• **What to work on**
The answer should be each line of the records that contains the word "woman"; please copy them all.
--- Task material ---
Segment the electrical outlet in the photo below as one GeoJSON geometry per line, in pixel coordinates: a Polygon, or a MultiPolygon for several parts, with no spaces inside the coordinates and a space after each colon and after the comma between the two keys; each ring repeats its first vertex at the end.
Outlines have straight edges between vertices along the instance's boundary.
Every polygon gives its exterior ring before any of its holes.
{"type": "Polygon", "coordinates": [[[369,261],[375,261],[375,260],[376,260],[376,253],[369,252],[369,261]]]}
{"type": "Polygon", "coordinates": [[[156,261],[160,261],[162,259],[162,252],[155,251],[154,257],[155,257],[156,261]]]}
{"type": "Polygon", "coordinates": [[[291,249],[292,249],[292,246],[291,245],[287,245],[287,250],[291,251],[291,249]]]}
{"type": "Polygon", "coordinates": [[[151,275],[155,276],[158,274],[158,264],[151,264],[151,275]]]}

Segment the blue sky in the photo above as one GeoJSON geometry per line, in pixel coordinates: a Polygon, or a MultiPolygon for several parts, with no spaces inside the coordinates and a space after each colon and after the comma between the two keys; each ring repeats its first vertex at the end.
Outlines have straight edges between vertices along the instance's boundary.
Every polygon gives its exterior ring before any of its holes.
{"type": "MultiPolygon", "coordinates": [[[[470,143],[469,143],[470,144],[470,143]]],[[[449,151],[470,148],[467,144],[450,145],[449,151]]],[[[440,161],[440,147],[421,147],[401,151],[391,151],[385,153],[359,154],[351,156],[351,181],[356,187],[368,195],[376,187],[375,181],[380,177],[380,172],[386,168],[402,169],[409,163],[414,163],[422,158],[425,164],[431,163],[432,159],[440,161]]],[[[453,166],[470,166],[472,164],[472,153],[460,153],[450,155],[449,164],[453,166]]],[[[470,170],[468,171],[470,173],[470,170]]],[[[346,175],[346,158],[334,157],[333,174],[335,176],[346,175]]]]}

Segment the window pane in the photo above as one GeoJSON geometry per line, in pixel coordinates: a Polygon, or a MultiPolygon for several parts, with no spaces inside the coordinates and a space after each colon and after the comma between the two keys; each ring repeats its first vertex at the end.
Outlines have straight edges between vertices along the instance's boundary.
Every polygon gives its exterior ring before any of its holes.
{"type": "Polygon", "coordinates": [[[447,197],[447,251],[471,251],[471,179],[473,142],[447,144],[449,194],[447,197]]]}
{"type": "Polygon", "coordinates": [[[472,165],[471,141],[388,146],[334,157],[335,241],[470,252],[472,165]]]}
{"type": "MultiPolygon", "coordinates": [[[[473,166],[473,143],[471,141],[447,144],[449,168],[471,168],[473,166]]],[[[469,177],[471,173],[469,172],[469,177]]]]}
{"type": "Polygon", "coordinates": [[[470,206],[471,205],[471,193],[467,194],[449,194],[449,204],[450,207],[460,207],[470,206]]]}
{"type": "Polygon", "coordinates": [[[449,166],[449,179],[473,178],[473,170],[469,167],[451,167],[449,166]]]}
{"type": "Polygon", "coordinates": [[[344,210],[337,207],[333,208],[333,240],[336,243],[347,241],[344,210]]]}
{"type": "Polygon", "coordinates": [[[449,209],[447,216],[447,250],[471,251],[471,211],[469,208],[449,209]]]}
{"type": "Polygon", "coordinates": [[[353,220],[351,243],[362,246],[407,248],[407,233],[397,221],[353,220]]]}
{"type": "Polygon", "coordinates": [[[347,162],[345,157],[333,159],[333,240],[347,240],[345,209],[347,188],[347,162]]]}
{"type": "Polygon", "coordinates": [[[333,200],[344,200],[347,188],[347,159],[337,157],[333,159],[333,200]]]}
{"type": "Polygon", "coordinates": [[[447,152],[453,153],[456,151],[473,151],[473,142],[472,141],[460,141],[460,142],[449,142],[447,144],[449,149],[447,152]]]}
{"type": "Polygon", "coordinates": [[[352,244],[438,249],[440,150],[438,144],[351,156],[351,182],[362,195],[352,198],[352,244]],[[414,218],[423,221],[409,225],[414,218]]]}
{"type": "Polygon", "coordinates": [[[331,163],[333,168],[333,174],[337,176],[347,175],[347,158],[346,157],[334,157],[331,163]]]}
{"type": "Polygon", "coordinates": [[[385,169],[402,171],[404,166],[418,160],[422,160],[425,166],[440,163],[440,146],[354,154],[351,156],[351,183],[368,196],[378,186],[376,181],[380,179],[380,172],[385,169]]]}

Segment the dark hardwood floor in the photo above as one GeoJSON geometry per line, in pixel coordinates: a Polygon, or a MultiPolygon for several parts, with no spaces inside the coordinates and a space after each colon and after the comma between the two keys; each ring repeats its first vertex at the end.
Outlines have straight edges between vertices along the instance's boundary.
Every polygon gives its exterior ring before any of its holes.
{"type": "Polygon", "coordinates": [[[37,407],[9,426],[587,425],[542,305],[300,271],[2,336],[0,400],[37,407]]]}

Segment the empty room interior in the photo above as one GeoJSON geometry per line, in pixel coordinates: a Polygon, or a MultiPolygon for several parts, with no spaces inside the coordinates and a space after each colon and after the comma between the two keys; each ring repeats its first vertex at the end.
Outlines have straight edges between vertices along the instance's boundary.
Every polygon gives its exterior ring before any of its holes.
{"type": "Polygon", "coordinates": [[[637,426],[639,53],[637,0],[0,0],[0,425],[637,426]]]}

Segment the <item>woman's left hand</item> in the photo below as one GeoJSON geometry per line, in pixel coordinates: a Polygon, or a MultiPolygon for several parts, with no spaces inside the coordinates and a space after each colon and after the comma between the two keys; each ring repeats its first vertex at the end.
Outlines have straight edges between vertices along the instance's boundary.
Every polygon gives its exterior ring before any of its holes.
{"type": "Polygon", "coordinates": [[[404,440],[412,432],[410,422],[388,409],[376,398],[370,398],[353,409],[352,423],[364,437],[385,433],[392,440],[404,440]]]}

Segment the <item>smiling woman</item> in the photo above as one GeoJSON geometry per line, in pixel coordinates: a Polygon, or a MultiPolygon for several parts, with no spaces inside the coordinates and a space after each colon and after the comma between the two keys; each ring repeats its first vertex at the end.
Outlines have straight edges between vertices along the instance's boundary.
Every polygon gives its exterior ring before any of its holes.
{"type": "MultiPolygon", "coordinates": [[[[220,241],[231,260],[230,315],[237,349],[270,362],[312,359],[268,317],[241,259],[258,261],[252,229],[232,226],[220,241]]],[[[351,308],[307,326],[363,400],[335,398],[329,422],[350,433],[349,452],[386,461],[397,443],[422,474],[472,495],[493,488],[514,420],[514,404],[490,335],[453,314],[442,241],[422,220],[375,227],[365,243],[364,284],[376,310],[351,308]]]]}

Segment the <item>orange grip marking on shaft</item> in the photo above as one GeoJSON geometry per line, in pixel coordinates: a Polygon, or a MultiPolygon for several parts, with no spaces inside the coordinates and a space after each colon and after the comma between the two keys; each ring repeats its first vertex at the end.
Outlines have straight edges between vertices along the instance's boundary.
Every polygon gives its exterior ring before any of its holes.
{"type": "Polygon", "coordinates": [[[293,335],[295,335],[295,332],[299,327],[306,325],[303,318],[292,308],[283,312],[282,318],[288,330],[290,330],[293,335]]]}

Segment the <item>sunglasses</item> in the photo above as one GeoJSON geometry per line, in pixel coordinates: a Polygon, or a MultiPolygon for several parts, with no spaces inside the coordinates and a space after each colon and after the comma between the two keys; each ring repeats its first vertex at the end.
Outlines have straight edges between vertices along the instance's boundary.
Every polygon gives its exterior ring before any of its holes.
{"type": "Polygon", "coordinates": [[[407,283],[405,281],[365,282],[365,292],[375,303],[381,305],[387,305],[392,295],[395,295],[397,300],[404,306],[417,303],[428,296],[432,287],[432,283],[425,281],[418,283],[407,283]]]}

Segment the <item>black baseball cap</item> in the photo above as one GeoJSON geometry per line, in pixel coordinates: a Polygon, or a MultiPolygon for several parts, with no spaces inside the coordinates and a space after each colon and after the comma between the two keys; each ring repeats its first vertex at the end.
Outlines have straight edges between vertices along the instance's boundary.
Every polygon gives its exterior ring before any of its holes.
---
• **Worked solution**
Segment the <item>woman's left hand</item> in the photo below as one GeoJSON geometry per line, in pixel coordinates: a Polygon, or a MultiPolygon for several parts, with no spaces inside the coordinates and a space after each colon and after the comma between the two keys; each ring repeats its first vertex at the end.
Segment the <item>smiling woman</item> in the photo above as one GeoJSON geometry per line, in pixel coordinates: a Polygon, or a MultiPolygon for several parts, with no spaces inside the coordinates and a space after each colon and after the comma between the two keys; each ring repeats its first vertex at the end.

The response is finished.